#### What you have to do
Extract, verbatim, all lines starting at the one containing "Practice step: put a point on each instance of the fingers" and ending with the final line of the listing, and no others.
━━ Record excerpts ━━
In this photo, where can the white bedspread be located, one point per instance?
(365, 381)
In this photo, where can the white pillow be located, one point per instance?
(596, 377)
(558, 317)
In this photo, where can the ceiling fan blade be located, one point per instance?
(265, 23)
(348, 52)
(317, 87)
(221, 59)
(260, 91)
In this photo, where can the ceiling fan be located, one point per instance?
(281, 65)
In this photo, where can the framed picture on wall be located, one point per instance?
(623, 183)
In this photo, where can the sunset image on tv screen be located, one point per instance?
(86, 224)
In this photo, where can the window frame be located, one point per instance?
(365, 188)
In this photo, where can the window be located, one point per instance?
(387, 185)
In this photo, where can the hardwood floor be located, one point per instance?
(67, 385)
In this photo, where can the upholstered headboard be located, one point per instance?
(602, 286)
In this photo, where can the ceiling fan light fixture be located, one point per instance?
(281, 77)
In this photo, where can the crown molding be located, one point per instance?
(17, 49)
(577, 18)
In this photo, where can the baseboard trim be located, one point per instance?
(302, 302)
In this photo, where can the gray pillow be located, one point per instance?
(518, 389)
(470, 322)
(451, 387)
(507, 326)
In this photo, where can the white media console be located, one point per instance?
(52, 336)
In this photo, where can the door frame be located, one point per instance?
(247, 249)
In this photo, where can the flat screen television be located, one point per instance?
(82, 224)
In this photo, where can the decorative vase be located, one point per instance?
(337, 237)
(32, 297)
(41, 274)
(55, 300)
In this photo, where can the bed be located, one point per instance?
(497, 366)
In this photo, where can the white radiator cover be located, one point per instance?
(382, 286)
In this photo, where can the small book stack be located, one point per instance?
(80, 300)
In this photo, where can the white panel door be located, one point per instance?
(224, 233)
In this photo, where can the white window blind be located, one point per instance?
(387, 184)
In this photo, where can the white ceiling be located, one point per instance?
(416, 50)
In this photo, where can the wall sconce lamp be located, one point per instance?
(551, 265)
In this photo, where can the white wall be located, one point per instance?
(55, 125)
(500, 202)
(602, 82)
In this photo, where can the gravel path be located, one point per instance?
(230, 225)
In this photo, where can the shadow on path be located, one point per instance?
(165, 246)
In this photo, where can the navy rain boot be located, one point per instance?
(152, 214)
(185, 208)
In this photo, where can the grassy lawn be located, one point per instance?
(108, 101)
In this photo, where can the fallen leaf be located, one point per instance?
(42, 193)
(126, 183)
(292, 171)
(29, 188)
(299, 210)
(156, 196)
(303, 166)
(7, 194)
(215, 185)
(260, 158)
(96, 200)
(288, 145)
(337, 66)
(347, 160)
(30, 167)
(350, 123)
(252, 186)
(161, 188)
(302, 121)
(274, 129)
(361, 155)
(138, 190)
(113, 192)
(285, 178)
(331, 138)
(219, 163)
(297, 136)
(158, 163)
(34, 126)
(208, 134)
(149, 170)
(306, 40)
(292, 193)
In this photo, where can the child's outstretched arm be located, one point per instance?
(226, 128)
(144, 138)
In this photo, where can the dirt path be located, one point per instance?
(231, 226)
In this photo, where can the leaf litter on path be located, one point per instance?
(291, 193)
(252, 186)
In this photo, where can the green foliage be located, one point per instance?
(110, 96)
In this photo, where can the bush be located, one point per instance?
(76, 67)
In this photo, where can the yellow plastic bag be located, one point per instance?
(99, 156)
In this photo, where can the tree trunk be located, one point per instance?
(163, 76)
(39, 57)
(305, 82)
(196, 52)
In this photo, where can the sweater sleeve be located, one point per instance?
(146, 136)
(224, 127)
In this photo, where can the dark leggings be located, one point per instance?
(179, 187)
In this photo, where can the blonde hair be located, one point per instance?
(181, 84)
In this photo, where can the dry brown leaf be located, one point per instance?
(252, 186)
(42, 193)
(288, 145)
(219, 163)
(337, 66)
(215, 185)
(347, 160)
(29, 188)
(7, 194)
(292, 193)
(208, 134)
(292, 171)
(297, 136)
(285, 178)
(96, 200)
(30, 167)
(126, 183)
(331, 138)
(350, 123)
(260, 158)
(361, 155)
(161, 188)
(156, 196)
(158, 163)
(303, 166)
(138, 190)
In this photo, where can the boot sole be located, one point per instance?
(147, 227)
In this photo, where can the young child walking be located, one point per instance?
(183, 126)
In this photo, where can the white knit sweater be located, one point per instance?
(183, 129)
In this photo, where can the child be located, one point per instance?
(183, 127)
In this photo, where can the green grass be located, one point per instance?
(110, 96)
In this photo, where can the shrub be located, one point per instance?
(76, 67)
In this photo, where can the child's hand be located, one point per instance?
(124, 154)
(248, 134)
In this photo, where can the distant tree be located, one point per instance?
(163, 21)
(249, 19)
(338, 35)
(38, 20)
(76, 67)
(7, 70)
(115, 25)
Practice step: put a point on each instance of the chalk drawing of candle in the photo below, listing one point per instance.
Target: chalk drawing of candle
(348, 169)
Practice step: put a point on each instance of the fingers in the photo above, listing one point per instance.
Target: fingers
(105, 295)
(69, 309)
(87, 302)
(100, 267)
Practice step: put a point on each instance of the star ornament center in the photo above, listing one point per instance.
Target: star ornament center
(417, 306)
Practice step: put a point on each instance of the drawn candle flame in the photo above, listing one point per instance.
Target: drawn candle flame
━━━
#### Worked answer
Practice step: put a point on each instance of the fingers in the photo above, listing one point per instance.
Target: fingers
(105, 295)
(69, 309)
(87, 302)
(100, 267)
Practice step: put a point on each instance of the star ornament center in the photo above, listing one point per instance.
Target: star ornament center
(417, 306)
Practice step: put a point on each instance of the drawn candle flame in the photo above, listing one point per instance.
Target: drawn candle flame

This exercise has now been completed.